■ EXTRAIT À LIRE ■
***
Mon Covid 19… Récits Caribéens par Anne Lévy.

Fille du Détroit, Anne Lévy est née à Gibraltar et a grandi au Maroc. Elle est aujourd’hui architecte installée à Marseille et ayant travaillé aussi à Tanger. Elle nous livre une expérience très singulière et douloureuse vécue lors du confinement. En voyage aux Caraïbes, début avril, elle est tombée malade du Covid 19. Après avoir surmonté cette difficile épreuve et suite à un post du journaliste Paul Molga ayant vécu une expérience similaire Anne a décidé de nous parler de son propre cas. Elle nous raconte son expérience…

Anne Lévy nous précise les raisons de cette publication:

Le post du journaliste Paul Molga et la gestion fulgurante de sa contamination, dont je me réjouis pour lui, relancent une interrogation qui me taraude depuis que j’ai survécu à un COVID sévère qui m’a conduite au CHU de Fort de France, où j’ai lutté pendant 3 semaines contre la maladie. Il m’a fallu 2 semaines de plus avant que mes poumons soient en capacité de supporter le vol retour. C’était aujourd’hui il y a 7 mois, le 23 mars, hospitalisation en urgence à J6.
***
■ Entrées sources ■
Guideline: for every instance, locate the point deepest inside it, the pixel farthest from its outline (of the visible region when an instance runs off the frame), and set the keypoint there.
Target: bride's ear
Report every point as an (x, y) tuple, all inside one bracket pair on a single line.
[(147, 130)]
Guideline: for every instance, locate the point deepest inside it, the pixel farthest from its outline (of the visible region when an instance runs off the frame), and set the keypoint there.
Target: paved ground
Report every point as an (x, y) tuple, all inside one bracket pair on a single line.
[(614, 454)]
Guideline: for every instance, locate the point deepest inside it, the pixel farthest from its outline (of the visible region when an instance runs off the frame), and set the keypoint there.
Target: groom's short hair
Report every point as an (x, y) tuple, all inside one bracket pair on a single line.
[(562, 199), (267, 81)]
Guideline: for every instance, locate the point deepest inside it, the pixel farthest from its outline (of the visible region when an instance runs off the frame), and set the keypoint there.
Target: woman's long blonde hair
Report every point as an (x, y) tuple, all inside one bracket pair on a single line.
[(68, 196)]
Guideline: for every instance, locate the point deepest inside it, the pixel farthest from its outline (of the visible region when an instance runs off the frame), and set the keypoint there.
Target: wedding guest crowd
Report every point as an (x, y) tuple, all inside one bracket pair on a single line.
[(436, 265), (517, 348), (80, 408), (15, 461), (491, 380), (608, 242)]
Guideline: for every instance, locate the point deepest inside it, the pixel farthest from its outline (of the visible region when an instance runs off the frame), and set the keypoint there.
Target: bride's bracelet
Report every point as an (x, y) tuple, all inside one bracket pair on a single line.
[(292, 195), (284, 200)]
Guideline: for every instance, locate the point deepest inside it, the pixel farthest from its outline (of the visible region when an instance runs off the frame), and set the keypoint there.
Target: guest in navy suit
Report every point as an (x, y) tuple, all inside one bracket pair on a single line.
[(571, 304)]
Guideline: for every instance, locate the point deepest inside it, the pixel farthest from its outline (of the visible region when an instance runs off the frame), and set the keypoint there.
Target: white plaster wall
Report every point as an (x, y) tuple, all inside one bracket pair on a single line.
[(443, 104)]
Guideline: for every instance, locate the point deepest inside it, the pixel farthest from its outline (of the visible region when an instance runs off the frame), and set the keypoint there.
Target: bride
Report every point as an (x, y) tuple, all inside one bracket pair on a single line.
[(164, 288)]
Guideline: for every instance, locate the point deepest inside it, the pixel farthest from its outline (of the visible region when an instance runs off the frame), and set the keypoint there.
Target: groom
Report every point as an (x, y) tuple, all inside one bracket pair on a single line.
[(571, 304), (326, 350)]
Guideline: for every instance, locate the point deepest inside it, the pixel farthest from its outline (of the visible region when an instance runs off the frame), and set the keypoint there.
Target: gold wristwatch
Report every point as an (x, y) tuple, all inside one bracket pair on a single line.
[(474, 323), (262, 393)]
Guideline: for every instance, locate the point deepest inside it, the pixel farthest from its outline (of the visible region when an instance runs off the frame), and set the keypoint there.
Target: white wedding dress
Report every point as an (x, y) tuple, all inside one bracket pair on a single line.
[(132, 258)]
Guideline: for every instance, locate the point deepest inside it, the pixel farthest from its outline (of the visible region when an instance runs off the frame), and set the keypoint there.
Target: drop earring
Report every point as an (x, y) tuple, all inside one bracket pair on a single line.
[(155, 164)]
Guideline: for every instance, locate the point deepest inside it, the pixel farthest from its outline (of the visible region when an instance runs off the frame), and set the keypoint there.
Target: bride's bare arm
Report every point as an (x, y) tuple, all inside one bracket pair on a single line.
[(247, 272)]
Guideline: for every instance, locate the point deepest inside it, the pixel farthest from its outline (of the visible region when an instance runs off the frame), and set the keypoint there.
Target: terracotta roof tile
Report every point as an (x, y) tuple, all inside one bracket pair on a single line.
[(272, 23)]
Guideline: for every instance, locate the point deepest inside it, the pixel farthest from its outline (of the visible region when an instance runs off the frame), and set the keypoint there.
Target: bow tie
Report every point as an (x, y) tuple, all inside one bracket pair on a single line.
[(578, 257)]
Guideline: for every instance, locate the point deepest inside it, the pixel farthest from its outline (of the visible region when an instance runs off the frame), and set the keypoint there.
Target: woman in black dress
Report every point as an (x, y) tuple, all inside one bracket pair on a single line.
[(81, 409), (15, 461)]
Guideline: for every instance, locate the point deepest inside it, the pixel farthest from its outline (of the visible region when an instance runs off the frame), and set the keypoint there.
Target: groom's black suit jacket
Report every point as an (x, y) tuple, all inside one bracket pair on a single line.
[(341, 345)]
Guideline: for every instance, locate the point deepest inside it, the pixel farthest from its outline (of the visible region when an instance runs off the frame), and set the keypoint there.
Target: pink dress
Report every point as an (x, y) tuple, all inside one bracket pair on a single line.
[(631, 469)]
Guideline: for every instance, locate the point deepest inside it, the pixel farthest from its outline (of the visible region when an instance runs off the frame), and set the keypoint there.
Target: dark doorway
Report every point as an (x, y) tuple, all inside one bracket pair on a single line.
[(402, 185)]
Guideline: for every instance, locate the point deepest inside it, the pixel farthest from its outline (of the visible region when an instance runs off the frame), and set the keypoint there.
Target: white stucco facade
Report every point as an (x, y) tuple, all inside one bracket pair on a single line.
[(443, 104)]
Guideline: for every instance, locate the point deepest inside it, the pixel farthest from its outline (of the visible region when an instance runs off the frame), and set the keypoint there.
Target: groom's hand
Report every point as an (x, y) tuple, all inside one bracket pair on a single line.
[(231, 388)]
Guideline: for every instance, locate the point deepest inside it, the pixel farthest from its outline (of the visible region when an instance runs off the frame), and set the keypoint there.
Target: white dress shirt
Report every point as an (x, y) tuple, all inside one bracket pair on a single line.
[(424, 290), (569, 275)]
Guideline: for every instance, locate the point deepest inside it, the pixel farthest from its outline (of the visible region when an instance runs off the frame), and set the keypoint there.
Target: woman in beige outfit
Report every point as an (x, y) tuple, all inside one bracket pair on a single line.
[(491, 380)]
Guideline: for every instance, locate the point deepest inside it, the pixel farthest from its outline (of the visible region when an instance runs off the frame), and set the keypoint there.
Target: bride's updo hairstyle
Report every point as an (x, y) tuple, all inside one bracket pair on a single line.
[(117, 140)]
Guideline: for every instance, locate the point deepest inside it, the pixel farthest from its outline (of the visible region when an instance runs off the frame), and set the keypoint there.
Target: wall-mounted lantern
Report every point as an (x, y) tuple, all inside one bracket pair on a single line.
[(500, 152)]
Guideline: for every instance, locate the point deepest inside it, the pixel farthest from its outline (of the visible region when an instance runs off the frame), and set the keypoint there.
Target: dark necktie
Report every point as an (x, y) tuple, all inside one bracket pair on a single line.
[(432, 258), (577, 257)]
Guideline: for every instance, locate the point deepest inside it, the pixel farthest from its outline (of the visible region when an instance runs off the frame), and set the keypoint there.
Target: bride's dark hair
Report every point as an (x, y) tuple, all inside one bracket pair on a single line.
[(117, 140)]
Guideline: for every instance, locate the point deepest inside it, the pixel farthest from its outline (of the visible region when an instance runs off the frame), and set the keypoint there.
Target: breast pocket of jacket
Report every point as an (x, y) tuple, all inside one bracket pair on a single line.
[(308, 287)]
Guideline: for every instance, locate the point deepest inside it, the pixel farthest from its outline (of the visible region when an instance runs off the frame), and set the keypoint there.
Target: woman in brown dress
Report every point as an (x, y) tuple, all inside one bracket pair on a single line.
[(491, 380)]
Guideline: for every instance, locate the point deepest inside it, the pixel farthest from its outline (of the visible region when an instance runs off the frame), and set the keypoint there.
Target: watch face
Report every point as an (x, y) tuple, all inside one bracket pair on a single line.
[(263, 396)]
***
■ LISTE DES TÂCHES ■
- 1) Répondez aux questions suivantes à partir du récit d'Anne Lévy :
(a) Dans quelle ville Anne Lévy est-elle née ?
(b) Dans quel établissement a-t-elle été hospitalisée ?
(c) Pendant combien de semaines y a-t-elle lutté contre la maladie ?
- 2) Citez le passage du récit d'Anne Lévy commençant par « Le post du journaliste » et se terminant par « urgence à J6. ».

■ CORRIGÉ DES TÂCHES ■
- 1)
(a) À Gibraltar.
(b) Au CHU de Fort de France.
(c) Pendant 3 semaines.

- 2)
Le post du journaliste Paul Molga et la gestion fulgurante de sa contamination, dont je me réjouis pour lui, relancent une interrogation qui me taraude depuis que j’ai survécu à un COVID sévère qui m’a conduite au CHU de Fort de France, où j’ai lutté pendant 3 semaines contre la maladie. Il m’a fallu 2 semaines de plus avant que mes poumons soient en capacité de supporter le vol retour. C’était aujourd’hui il y a 7 mois, le 23 mars, hospitalisation en urgence à J6.